*Provided text*

While the sharks may be CGI-y... They are the best
villains thus far in any Renny Harlin movie.
Meanwhile, his good guys/gals are mostly forgettable
with the notable exception of LL COOL J and
SAMUEL L JACKSON. First, I would have
advertised this film as starring Sam Jackson, just as
Fox originally advertised ALIEN as starring Tom
Skerritt.
Sure it’s not true, but sometimes truth is not the most
important component of a movie marketer’s agenda.
He/She is supposed to service the film as well as the
box office. Now saying that, the trailers for DEEP
BLUE SEA did not ‘give the movie away’, but they
could have been a tad better than they were.
Then there’s LL COOL J, the true star of the movie.
He’s the character that above all others shines.
DEEP BLUE SEA is not the reinvention of the wheel.
It’s a straight formula film. However, the formula is
played pretty darn well. The set up of this ‘near to
the surface’ research facility made it most resemble
ANDROMEDA STRAIN, though once again, I want
to make it clear that it’s not as good as that film.

*Provided material*

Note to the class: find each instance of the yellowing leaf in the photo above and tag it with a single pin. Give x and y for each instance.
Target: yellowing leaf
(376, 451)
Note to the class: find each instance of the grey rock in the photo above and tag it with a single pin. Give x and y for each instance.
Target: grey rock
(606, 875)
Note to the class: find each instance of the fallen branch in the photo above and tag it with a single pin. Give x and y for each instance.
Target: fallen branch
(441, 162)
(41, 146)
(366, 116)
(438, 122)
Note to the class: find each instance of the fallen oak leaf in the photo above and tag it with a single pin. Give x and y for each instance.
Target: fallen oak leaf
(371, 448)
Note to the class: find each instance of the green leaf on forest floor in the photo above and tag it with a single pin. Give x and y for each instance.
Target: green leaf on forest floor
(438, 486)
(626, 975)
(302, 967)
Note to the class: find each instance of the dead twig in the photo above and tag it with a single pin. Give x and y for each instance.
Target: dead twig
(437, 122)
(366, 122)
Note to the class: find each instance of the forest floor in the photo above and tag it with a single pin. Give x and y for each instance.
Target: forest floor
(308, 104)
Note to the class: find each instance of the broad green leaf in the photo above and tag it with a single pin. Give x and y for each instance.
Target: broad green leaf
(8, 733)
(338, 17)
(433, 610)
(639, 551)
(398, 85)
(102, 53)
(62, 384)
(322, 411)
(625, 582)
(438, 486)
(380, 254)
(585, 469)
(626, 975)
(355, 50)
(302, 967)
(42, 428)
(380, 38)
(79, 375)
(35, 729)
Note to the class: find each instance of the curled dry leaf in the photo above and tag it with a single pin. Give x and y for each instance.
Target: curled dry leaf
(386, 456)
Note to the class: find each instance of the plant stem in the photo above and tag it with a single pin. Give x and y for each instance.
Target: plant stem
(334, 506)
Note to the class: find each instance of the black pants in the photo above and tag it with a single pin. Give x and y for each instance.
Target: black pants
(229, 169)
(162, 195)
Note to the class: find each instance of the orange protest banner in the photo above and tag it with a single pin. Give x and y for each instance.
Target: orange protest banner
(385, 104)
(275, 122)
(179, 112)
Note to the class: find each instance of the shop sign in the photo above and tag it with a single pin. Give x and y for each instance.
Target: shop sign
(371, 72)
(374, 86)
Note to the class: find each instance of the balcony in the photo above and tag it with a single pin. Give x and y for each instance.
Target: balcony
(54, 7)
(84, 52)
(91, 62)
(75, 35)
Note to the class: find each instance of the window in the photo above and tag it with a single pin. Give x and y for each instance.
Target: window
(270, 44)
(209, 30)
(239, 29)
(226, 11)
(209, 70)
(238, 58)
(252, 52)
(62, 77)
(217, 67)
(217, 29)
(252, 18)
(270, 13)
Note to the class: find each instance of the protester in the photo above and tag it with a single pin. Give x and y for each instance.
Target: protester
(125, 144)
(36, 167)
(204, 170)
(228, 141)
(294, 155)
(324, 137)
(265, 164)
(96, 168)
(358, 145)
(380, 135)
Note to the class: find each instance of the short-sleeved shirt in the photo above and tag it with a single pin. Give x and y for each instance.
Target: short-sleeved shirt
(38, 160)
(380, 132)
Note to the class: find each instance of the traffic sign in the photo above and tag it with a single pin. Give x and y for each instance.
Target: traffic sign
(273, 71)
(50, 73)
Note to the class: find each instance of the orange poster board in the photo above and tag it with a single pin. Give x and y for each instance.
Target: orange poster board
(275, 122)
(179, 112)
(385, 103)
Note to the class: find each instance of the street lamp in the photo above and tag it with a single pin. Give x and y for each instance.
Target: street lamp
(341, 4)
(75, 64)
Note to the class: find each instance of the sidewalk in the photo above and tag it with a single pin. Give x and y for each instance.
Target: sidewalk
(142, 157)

*To-do list*
1) List every movie title named in the review.
2) Print the passage of the review that opens with the words "He/She is supposed" and closes with "all others shines.".

*Expected results*
1)
DEEP BLUE SEA
ALIEN
ANDROMEDA STRAIN

2)
He/She is supposed to service the film as well as the
box office. Now saying that, the trailers for DEEP
BLUE SEA did not ‘give the movie away’, but they
could have been a tad better than they were.
Then there’s LL COOL J, the true star of the movie.
He’s the character that above all others shines.